Available records below:

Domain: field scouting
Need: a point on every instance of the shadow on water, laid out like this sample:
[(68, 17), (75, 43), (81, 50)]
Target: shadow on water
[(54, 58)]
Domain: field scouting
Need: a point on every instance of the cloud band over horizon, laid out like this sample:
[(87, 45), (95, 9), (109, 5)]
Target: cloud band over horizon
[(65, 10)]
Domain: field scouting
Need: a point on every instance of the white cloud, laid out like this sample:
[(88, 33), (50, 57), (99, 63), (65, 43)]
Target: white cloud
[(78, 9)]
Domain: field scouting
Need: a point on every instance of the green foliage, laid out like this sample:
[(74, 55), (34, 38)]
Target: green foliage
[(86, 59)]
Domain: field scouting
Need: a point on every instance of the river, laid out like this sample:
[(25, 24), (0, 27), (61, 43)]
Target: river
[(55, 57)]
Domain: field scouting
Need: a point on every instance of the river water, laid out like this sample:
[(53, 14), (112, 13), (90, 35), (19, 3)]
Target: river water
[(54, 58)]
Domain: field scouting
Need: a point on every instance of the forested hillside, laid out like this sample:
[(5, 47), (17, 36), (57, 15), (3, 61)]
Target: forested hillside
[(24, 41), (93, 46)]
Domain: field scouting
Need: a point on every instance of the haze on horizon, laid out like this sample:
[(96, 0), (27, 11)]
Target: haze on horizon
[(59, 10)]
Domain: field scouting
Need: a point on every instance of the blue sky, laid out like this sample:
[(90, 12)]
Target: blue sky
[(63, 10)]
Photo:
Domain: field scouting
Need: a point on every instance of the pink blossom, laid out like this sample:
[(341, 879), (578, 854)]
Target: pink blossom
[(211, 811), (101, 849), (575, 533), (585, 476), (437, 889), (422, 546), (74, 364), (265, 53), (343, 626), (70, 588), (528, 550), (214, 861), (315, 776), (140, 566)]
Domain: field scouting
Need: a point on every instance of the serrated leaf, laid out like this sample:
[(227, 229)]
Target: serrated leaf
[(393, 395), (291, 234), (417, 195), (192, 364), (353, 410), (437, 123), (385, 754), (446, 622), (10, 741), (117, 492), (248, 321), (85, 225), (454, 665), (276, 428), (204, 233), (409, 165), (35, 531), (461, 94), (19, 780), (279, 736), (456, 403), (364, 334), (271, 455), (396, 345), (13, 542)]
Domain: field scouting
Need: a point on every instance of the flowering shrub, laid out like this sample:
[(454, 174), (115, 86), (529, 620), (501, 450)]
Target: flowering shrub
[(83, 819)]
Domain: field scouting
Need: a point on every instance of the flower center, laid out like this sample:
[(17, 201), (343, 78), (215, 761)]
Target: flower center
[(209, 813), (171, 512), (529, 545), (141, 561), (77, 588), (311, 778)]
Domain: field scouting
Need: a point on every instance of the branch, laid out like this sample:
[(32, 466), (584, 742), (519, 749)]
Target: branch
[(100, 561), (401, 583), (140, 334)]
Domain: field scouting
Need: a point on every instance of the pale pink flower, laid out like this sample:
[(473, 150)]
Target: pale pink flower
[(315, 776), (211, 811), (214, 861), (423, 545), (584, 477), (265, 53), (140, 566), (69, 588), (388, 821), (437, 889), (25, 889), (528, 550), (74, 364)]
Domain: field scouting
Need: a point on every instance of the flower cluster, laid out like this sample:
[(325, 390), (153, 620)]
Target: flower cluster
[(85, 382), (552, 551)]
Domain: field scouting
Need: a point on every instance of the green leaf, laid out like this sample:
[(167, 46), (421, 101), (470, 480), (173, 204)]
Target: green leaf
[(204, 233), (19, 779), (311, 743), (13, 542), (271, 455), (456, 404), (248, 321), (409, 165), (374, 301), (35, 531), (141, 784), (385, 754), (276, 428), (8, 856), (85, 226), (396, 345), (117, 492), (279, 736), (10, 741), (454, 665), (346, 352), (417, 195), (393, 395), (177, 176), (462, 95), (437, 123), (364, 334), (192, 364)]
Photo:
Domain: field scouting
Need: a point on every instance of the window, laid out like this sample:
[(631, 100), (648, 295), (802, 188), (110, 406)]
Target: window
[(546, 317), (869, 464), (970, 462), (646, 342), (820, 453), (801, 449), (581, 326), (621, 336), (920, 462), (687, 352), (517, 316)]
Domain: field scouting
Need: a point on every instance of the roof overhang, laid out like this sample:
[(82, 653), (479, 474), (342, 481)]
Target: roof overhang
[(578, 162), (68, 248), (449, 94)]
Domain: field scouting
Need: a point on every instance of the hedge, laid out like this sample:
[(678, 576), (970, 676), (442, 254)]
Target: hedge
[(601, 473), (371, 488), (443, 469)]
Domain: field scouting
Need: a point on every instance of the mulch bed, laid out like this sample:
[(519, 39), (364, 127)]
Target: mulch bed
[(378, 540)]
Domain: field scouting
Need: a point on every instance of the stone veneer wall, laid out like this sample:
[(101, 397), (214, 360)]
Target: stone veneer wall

End of Available records.

Produce only the lines from the line containing "Target: river water" through the line containing "[(341, 879), (578, 854)]", inclusive of both, exactly as they stand in the entries above.

Target: river water
[(54, 58)]
Domain: field scouting
Need: a point on every instance of the forested hillside, laid out like this sample:
[(5, 47), (17, 36), (57, 15), (3, 61)]
Target: forested hillside
[(24, 41), (93, 46)]
Domain: field scouting
Need: a point on every instance of the haze on horizon, laid out like this sample:
[(96, 0), (27, 11)]
Target: haze on horizon
[(59, 10)]
Domain: field scouting
Need: a point on every instance of the blue sky, laid out like this sample:
[(90, 12)]
Target: blue sky
[(63, 10)]
Photo:
Domain: field scouting
Need: a point on every instance of the pink blossom, laid out like this sample:
[(341, 879), (578, 854)]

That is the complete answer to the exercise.